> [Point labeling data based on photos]
+===+

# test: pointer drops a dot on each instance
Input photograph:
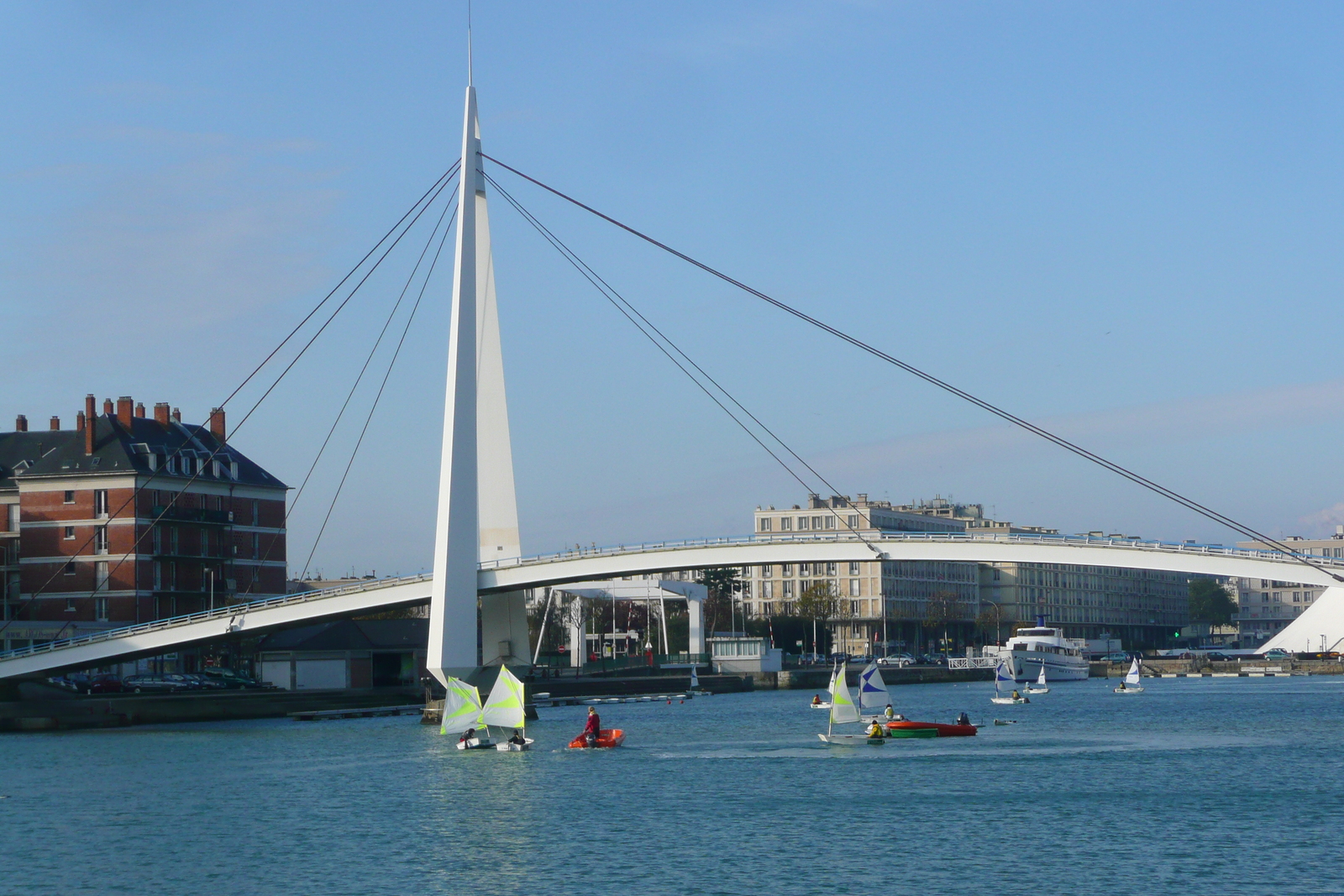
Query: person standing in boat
(593, 728)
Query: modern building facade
(127, 519)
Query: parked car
(205, 683)
(232, 679)
(152, 683)
(104, 683)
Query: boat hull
(605, 738)
(938, 730)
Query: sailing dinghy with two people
(1131, 683)
(1005, 673)
(464, 714)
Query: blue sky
(1120, 221)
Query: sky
(1117, 221)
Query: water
(1200, 786)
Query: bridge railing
(878, 539)
(221, 613)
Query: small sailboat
(461, 714)
(873, 694)
(843, 711)
(504, 708)
(1131, 683)
(1001, 673)
(1041, 683)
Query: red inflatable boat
(944, 731)
(605, 738)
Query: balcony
(194, 515)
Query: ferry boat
(1030, 649)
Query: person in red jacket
(591, 728)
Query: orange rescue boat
(605, 738)
(944, 731)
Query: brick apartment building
(128, 519)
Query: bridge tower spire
(477, 511)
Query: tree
(819, 604)
(942, 609)
(721, 582)
(1210, 602)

+===+

> [Task directions] Can you rewrite all of the material above as a JSON list of strings, with one string per line, blank lines dropped and the pictures left out?

> [Final result]
[
  "# test: pointer drops a dot on each instance",
  "Input photograph:",
  "Query: person standing in boat",
  "(593, 728)",
  "Query: modern building facade",
  "(127, 519)",
  "Query: parked car",
  "(205, 683)",
  "(232, 679)",
  "(152, 683)",
  "(104, 683)",
  "Query: boat hull",
  "(605, 738)",
  "(938, 730)",
  "Query: sailing dinghy with two people",
  "(1131, 683)",
  "(1005, 673)",
  "(464, 714)",
  "Query: blue sky",
  "(1120, 221)",
  "Query: sky",
  "(1117, 221)",
  "Query: water",
  "(1200, 786)",
  "Query: bridge railing",
  "(878, 539)",
  "(221, 613)",
  "Query: small sailboat",
  "(461, 714)",
  "(873, 694)",
  "(843, 711)",
  "(504, 708)",
  "(1131, 683)",
  "(1001, 673)",
  "(1041, 683)",
  "Query: red inflatable boat",
  "(944, 731)",
  "(605, 738)",
  "Query: balcony",
  "(194, 515)",
  "Query: ferry boat",
  "(1030, 649)",
  "Query: person in red jacket",
  "(591, 728)",
  "Query: orange rescue boat",
  "(605, 738)",
  "(944, 731)",
  "Query: brick apartment building",
  "(128, 519)",
  "Query: bridge tower spire",
  "(477, 511)",
  "Query: tree",
  "(819, 604)",
  "(942, 609)",
  "(721, 582)",
  "(1210, 602)"
]